Look for the word "front" in the material below, then report each line where it occurs.

——

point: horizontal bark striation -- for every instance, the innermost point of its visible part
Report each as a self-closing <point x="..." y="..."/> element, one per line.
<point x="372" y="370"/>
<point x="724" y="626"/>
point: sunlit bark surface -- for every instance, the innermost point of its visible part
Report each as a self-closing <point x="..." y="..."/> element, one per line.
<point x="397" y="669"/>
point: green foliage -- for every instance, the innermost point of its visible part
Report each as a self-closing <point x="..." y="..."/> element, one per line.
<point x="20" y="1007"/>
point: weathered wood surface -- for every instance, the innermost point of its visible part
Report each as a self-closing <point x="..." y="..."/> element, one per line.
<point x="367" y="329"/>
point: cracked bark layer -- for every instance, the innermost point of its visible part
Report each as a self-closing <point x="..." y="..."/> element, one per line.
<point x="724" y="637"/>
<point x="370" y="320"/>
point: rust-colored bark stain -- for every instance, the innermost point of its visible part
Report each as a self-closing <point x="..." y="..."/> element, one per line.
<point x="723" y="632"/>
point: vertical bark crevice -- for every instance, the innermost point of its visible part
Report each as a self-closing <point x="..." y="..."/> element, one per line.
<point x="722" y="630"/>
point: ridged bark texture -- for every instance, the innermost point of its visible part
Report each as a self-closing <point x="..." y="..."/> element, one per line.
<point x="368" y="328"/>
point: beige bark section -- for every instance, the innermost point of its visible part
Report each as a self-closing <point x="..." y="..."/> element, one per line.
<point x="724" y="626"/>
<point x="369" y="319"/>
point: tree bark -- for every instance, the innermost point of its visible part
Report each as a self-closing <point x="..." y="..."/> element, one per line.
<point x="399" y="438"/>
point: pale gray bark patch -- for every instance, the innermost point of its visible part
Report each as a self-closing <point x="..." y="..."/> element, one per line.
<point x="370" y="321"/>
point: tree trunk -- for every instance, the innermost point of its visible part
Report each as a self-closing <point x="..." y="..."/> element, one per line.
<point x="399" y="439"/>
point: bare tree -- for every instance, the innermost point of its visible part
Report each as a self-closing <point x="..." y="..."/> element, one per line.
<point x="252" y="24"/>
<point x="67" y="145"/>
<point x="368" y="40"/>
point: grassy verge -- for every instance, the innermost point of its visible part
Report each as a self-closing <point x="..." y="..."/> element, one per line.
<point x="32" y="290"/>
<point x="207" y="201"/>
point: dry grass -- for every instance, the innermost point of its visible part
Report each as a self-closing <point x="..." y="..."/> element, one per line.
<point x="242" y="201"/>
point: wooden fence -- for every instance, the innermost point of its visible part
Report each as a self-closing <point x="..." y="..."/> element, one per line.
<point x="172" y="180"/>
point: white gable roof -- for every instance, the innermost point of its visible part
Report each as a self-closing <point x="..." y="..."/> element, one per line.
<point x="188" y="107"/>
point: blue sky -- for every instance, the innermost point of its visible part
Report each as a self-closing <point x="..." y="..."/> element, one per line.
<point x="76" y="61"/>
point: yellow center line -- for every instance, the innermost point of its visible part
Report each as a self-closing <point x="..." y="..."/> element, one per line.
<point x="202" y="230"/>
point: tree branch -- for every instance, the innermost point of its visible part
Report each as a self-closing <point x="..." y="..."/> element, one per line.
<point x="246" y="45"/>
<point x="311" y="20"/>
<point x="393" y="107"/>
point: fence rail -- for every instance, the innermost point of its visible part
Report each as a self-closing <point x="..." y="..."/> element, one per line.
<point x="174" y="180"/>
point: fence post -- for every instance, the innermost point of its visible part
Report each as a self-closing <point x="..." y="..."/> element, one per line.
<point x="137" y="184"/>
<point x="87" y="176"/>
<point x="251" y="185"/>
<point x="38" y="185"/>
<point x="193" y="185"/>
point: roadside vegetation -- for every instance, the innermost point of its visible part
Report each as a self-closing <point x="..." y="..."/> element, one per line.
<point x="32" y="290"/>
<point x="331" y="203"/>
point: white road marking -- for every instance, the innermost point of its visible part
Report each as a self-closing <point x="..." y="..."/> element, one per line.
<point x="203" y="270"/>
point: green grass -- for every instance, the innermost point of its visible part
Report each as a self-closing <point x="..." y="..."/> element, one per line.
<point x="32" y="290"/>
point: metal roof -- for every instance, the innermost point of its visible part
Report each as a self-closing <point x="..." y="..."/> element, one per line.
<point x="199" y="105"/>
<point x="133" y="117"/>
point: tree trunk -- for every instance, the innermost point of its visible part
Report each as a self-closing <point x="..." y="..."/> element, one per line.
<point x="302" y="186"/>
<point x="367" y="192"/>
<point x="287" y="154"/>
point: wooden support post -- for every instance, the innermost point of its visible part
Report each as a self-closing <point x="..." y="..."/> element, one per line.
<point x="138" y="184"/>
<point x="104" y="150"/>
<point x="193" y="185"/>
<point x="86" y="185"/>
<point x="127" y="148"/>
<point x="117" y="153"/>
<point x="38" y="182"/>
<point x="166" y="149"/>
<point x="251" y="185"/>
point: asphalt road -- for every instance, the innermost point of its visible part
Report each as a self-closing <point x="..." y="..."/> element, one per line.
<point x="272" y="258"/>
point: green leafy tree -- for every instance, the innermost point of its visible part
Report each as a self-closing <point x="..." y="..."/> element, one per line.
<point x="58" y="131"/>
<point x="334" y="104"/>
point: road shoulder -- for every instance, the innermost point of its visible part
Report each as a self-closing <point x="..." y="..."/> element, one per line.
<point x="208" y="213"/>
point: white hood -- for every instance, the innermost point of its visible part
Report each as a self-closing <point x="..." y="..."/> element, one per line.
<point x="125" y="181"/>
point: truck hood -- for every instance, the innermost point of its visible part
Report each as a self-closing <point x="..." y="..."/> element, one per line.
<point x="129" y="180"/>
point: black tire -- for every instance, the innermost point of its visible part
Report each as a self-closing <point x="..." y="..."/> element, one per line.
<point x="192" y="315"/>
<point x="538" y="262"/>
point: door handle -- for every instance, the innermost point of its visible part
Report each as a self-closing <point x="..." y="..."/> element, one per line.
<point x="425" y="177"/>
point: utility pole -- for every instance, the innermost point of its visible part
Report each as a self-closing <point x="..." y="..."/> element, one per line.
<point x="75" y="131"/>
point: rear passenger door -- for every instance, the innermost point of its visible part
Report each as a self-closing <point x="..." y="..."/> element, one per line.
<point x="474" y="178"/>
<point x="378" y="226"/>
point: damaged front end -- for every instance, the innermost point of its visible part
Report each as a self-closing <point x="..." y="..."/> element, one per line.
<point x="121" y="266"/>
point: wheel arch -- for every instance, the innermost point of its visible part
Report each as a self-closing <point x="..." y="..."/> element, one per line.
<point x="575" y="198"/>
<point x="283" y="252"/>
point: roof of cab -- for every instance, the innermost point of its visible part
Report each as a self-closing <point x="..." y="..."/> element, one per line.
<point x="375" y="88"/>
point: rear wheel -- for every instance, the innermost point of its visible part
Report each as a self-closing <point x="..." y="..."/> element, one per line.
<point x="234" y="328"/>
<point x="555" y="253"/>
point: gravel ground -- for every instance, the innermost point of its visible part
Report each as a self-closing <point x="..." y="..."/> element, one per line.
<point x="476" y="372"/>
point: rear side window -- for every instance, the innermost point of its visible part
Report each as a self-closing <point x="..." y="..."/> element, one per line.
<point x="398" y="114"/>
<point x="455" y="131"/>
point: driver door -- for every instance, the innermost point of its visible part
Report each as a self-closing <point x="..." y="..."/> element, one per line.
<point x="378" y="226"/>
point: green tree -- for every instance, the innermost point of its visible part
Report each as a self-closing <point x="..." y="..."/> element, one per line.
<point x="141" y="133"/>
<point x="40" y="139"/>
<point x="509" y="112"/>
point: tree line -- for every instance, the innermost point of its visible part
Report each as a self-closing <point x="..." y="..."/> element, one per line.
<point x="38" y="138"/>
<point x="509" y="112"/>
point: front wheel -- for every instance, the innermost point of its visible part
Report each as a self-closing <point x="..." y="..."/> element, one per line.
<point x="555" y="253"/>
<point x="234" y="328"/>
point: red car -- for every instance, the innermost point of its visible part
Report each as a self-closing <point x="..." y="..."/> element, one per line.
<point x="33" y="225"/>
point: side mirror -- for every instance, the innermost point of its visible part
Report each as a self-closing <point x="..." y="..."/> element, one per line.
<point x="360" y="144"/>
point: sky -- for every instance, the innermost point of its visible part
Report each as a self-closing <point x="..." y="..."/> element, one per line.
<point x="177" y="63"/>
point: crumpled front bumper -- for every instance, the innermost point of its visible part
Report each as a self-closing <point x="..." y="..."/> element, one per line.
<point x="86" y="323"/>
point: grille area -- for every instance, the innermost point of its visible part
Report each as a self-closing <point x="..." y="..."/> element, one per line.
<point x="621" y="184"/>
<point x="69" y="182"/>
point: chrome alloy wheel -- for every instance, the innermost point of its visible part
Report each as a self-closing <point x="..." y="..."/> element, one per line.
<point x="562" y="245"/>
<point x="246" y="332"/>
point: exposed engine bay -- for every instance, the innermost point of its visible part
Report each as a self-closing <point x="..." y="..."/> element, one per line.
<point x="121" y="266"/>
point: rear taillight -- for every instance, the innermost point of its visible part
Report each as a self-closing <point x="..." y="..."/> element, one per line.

——

**Answer to this task**
point: damaged front end -- for every instance, the innermost point of its visible part
point: front wheel -- for every instance, the innermost point of its visible part
point: crumpled front bumper -- for every instance, the innermost point of its visible part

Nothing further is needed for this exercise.